▶ **TASK PROMPT**
In the material below, rewrite everything from the line containing "If you could mark the cilantro" down to the end, replacing "zucchini slice" with "squash round" and leaving everything else unchanged.

━━━━━ GIVEN DATA ━━━━━

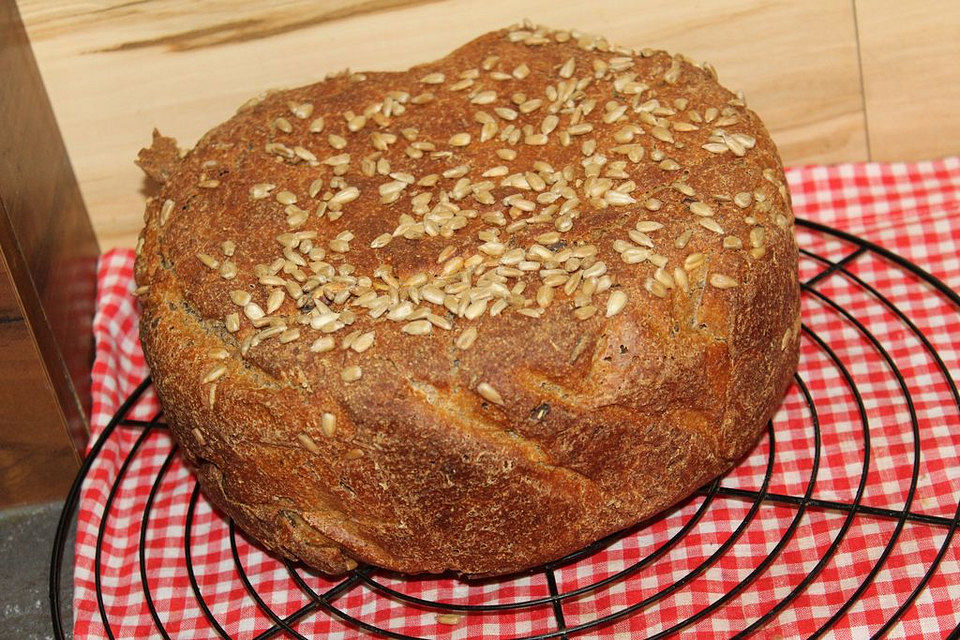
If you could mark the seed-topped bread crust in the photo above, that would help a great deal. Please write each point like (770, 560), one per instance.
(474, 315)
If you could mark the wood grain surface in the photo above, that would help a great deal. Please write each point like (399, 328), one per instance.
(115, 69)
(910, 53)
(47, 284)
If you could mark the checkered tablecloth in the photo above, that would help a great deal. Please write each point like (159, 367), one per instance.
(738, 560)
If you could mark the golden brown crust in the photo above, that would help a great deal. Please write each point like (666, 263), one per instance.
(546, 432)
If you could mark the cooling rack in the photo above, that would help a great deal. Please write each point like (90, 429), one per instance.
(889, 482)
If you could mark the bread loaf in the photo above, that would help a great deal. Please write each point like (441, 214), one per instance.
(475, 315)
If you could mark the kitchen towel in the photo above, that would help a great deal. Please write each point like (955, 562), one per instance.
(870, 398)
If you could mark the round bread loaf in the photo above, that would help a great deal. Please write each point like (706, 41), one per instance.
(474, 315)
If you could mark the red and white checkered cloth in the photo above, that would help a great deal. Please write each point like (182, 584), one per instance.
(911, 209)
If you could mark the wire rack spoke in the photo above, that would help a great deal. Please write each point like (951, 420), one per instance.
(556, 606)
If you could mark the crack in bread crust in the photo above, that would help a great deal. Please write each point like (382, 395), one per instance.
(422, 450)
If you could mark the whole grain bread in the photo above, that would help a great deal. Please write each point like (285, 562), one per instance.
(474, 315)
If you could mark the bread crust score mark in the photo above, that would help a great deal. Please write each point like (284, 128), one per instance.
(474, 315)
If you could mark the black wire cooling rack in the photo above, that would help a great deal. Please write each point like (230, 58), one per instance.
(366, 577)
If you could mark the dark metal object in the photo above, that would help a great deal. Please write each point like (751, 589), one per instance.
(364, 577)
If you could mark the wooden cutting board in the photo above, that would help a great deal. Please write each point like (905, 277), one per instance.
(834, 80)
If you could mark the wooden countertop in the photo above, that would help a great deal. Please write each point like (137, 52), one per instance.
(834, 80)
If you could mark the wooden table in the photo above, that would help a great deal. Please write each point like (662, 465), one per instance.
(834, 80)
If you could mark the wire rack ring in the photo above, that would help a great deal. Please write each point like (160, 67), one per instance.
(557, 597)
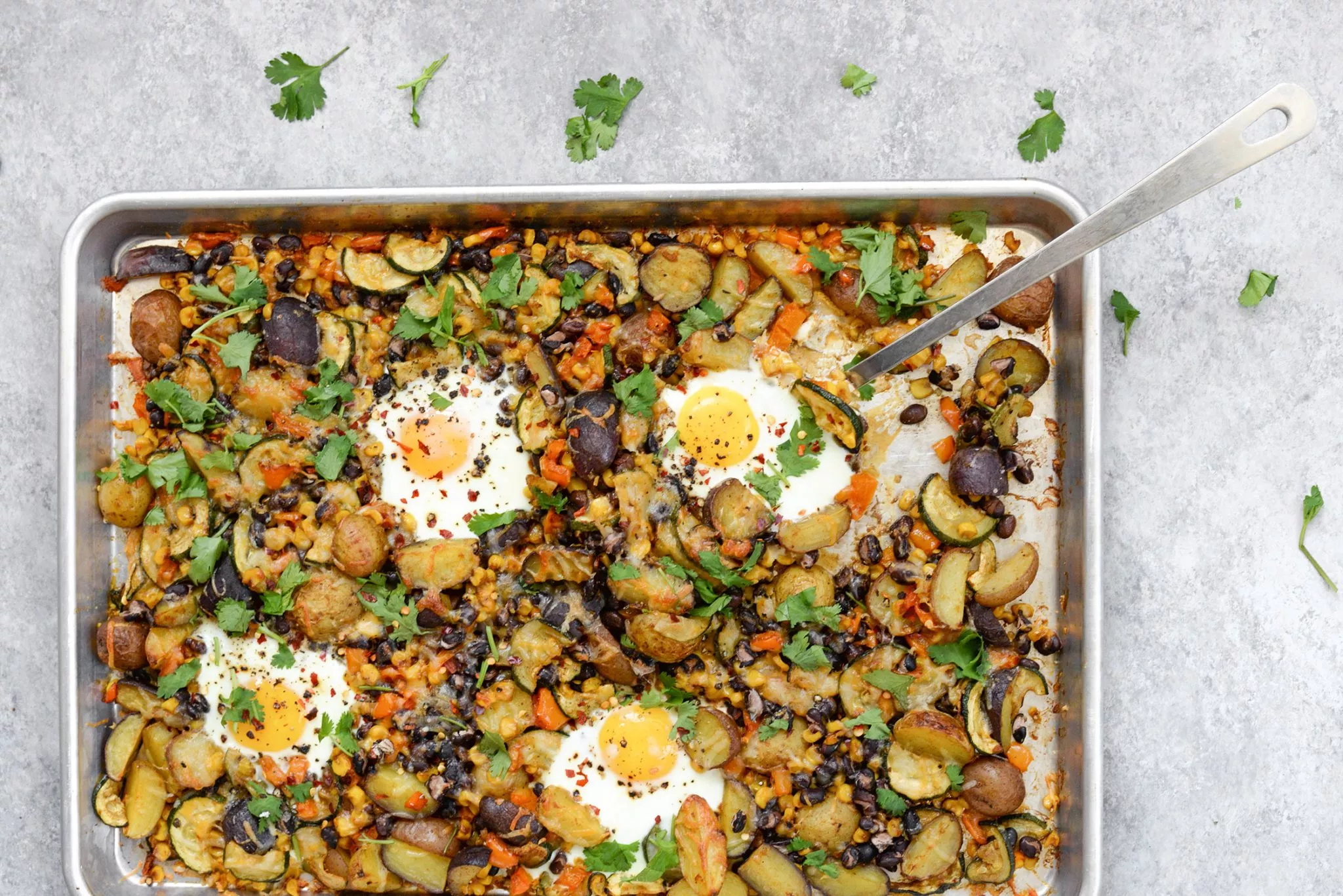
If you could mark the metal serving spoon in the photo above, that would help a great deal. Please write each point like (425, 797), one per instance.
(1221, 153)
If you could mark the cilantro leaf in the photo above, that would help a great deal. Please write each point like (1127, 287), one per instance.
(1045, 134)
(638, 393)
(556, 501)
(877, 728)
(1125, 313)
(237, 351)
(242, 707)
(664, 857)
(891, 802)
(703, 316)
(391, 608)
(206, 551)
(493, 746)
(801, 609)
(342, 732)
(571, 290)
(483, 523)
(776, 724)
(176, 400)
(856, 79)
(607, 97)
(971, 226)
(1256, 288)
(621, 572)
(966, 653)
(802, 653)
(331, 390)
(609, 857)
(331, 459)
(892, 683)
(249, 292)
(301, 85)
(416, 87)
(178, 679)
(1311, 505)
(821, 261)
(233, 615)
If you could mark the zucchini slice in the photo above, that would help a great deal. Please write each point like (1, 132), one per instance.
(372, 272)
(975, 715)
(832, 414)
(264, 868)
(948, 518)
(992, 863)
(195, 833)
(106, 802)
(412, 256)
(338, 340)
(935, 851)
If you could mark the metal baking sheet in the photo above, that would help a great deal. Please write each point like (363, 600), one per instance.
(97, 860)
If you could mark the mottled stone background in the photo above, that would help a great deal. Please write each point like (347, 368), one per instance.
(1222, 710)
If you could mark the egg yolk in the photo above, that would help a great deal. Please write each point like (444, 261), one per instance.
(637, 743)
(434, 445)
(281, 724)
(716, 426)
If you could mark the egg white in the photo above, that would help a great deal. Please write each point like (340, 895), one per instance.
(629, 809)
(492, 478)
(317, 677)
(775, 410)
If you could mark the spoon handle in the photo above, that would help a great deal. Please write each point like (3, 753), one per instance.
(1221, 153)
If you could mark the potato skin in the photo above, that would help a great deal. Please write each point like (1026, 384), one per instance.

━━━━━

▶ **SOLVED EXERCISE**
If you could mark the cilantro leaf in the photo above, that would help a great deal. Please write each point like (1127, 287), one per instance.
(1045, 134)
(638, 393)
(556, 501)
(877, 728)
(1125, 313)
(237, 351)
(242, 707)
(664, 857)
(891, 802)
(703, 316)
(391, 608)
(206, 551)
(493, 746)
(801, 609)
(342, 732)
(571, 290)
(483, 523)
(776, 724)
(176, 400)
(856, 79)
(607, 97)
(971, 226)
(1256, 288)
(621, 572)
(966, 653)
(802, 653)
(331, 390)
(609, 857)
(331, 459)
(892, 683)
(249, 292)
(301, 85)
(416, 87)
(178, 679)
(1311, 505)
(821, 261)
(233, 615)
If you could mark the squash round in the photo above, that would help a great deal. Please write each point like (1, 132), one per instance.
(372, 272)
(975, 715)
(832, 414)
(264, 868)
(948, 518)
(992, 863)
(195, 833)
(106, 802)
(412, 256)
(338, 340)
(935, 851)
If you could mark the metal baking sheet in the photo above, that would help a great deal. Please write each point like (363, 600), one per instance.
(97, 860)
If you could mark the mottled stone background in the photo above, that would help a great deal. Please write each point like (347, 368), one per instance.
(1222, 710)
If you could mark the egg yolk in the photo above, that would help a great deal. Please write each point like (444, 261), one per instance.
(637, 743)
(434, 445)
(281, 724)
(716, 426)
If you could mark the egg white in the photo above, that would help a great deal. Please write each point like (340, 895), one per instance.
(629, 809)
(492, 478)
(317, 677)
(775, 410)
If you could mark the spoon handle in the photo above, that would help a great deal. Please write each point like (3, 753), one per instance.
(1221, 153)
If you could mark the potato skin in the photo above, that would help a great deal. Please write each point like (1026, 384), one per instance.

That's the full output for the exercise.